### Task objective
Render every line of the records below as a Markdown table with the columns "Row" and "Line", numbering each row and skipping blank lines. Leave the pictures out.

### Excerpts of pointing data
┄┄┄┄┄┄
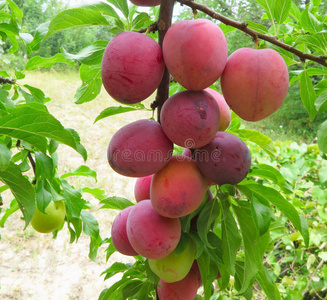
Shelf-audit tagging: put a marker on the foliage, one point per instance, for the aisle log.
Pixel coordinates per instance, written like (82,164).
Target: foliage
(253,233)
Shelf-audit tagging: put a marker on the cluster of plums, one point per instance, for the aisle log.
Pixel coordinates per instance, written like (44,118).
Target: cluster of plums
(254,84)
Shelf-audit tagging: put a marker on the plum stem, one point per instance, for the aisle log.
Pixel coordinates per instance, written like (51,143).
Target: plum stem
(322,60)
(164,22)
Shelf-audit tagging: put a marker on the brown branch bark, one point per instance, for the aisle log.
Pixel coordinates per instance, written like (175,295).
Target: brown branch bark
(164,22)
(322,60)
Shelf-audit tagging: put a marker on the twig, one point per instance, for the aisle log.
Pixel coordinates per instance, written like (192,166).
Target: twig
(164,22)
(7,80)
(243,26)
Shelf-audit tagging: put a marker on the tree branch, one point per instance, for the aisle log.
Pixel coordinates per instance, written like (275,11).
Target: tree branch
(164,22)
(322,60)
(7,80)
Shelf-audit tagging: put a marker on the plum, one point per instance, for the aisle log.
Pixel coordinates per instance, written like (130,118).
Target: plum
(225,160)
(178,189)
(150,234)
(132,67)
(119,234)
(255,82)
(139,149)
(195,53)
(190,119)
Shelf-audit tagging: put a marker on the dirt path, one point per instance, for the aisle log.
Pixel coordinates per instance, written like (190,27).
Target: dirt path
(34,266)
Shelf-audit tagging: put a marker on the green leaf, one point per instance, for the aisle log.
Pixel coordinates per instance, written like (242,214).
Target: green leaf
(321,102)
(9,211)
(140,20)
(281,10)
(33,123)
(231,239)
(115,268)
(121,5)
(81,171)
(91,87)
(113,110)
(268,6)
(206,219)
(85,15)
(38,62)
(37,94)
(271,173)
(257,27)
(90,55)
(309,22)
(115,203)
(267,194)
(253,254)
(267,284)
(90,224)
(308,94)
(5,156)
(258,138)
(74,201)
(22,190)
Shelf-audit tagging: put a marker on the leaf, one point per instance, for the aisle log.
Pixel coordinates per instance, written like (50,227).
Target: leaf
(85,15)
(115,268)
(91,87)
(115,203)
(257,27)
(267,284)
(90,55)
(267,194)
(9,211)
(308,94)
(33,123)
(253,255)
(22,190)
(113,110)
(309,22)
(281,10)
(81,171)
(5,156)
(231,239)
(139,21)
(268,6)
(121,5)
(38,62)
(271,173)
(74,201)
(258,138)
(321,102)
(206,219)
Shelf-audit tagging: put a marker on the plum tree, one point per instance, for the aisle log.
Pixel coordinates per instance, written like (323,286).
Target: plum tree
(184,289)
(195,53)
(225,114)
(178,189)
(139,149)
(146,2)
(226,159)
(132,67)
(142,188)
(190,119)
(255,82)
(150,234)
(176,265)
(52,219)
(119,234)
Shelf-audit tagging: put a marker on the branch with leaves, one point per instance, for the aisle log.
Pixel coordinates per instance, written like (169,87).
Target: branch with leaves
┄┄┄┄┄┄
### Solution to the exercise
| Row | Line |
|---|---|
| 1 | Shelf-audit tagging: put a marker on the foliage, one point per instance, for the aisle log. |
| 2 | Pixel coordinates per instance, written like (82,164). |
| 3 | Target: foliage |
| 4 | (253,233) |
| 5 | Shelf-audit tagging: put a marker on the cluster of plums, one point per instance, for the aisle log. |
| 6 | Pixel coordinates per instance, written like (44,118). |
| 7 | Target: cluster of plums |
| 8 | (254,84) |
| 9 | Shelf-audit tagging: put a marker on the plum stem, one point per instance, for the aisle log. |
| 10 | Pixel coordinates per instance, written like (51,143). |
| 11 | Target: plum stem |
| 12 | (322,60) |
| 13 | (164,22) |
| 14 | Shelf-audit tagging: put a marker on the brown branch bark, one point per instance, for the aisle log. |
| 15 | Pixel coordinates per instance, written like (175,295). |
| 16 | Target: brown branch bark |
| 17 | (164,22) |
| 18 | (322,60) |
| 19 | Shelf-audit tagging: put a marker on the twig, one point per instance, for the aisle log. |
| 20 | Pixel coordinates per instance, written like (192,166). |
| 21 | Target: twig |
| 22 | (164,22) |
| 23 | (7,80) |
| 24 | (243,26) |
| 25 | Shelf-audit tagging: put a marker on the tree branch, one point per instance, for the aisle log. |
| 26 | Pixel coordinates per instance, written like (275,11). |
| 27 | Target: tree branch |
| 28 | (164,22) |
| 29 | (322,60) |
| 30 | (7,80) |
| 31 | Shelf-audit tagging: put a marker on the plum, one point per instance, for the aisle log. |
| 32 | Pixel coordinates per instance, written like (130,118). |
| 33 | Target: plum |
| 34 | (225,160) |
| 35 | (178,189) |
| 36 | (150,234) |
| 37 | (132,67) |
| 38 | (119,234) |
| 39 | (255,82) |
| 40 | (139,149) |
| 41 | (195,53) |
| 42 | (190,119) |
| 43 | Shelf-audit tagging: put a marker on the dirt path, one point per instance, for the aisle log. |
| 44 | Pixel coordinates per instance, written like (190,27). |
| 45 | Target: dirt path |
| 46 | (34,266) |
| 47 | Shelf-audit tagging: put a marker on the green leaf, one point per instance, for the aisle log. |
| 48 | Pixel coordinates per instance, written like (242,214). |
| 49 | Target: green leaf |
| 50 | (321,102) |
| 51 | (9,211) |
| 52 | (140,20) |
| 53 | (281,10) |
| 54 | (33,123) |
| 55 | (231,239) |
| 56 | (115,268) |
| 57 | (121,5) |
| 58 | (81,171) |
| 59 | (91,87) |
| 60 | (113,110) |
| 61 | (268,6) |
| 62 | (206,219) |
| 63 | (85,15) |
| 64 | (38,62) |
| 65 | (37,94) |
| 66 | (271,173) |
| 67 | (257,27) |
| 68 | (90,55) |
| 69 | (309,22) |
| 70 | (115,203) |
| 71 | (267,194) |
| 72 | (253,254) |
| 73 | (267,284) |
| 74 | (90,224) |
| 75 | (308,94) |
| 76 | (5,156) |
| 77 | (258,138) |
| 78 | (74,201) |
| 79 | (22,190) |
| 80 | Shelf-audit tagging: put a marker on the leaf, one point per instance, for the aisle log. |
| 81 | Pixel coordinates per instance, written like (50,227). |
| 82 | Target: leaf |
| 83 | (85,15) |
| 84 | (115,268) |
| 85 | (91,87) |
| 86 | (115,203) |
| 87 | (257,27) |
| 88 | (267,284) |
| 89 | (90,55) |
| 90 | (267,194) |
| 91 | (9,211) |
| 92 | (308,94) |
| 93 | (33,123) |
| 94 | (253,255) |
| 95 | (22,190) |
| 96 | (113,110) |
| 97 | (309,22) |
| 98 | (281,10) |
| 99 | (81,171) |
| 100 | (5,156) |
| 101 | (231,239) |
| 102 | (139,21) |
| 103 | (268,6) |
| 104 | (121,5) |
| 105 | (38,62) |
| 106 | (271,173) |
| 107 | (74,201) |
| 108 | (258,138) |
| 109 | (321,102) |
| 110 | (206,219) |
| 111 | Shelf-audit tagging: put a marker on the plum tree, one point per instance, for the aisle log. |
| 112 | Pixel coordinates per instance, written like (323,286). |
| 113 | Target: plum tree |
| 114 | (184,289) |
| 115 | (195,53) |
| 116 | (225,114) |
| 117 | (178,189) |
| 118 | (139,149) |
| 119 | (146,2) |
| 120 | (226,159) |
| 121 | (132,67) |
| 122 | (142,188) |
| 123 | (190,119) |
| 124 | (255,82) |
| 125 | (150,234) |
| 126 | (176,265) |
| 127 | (52,219) |
| 128 | (119,234) |
| 129 | Shelf-audit tagging: put a marker on the branch with leaves, one point per instance, for the aisle log. |
| 130 | Pixel coordinates per instance, written like (169,87). |
| 131 | Target: branch with leaves |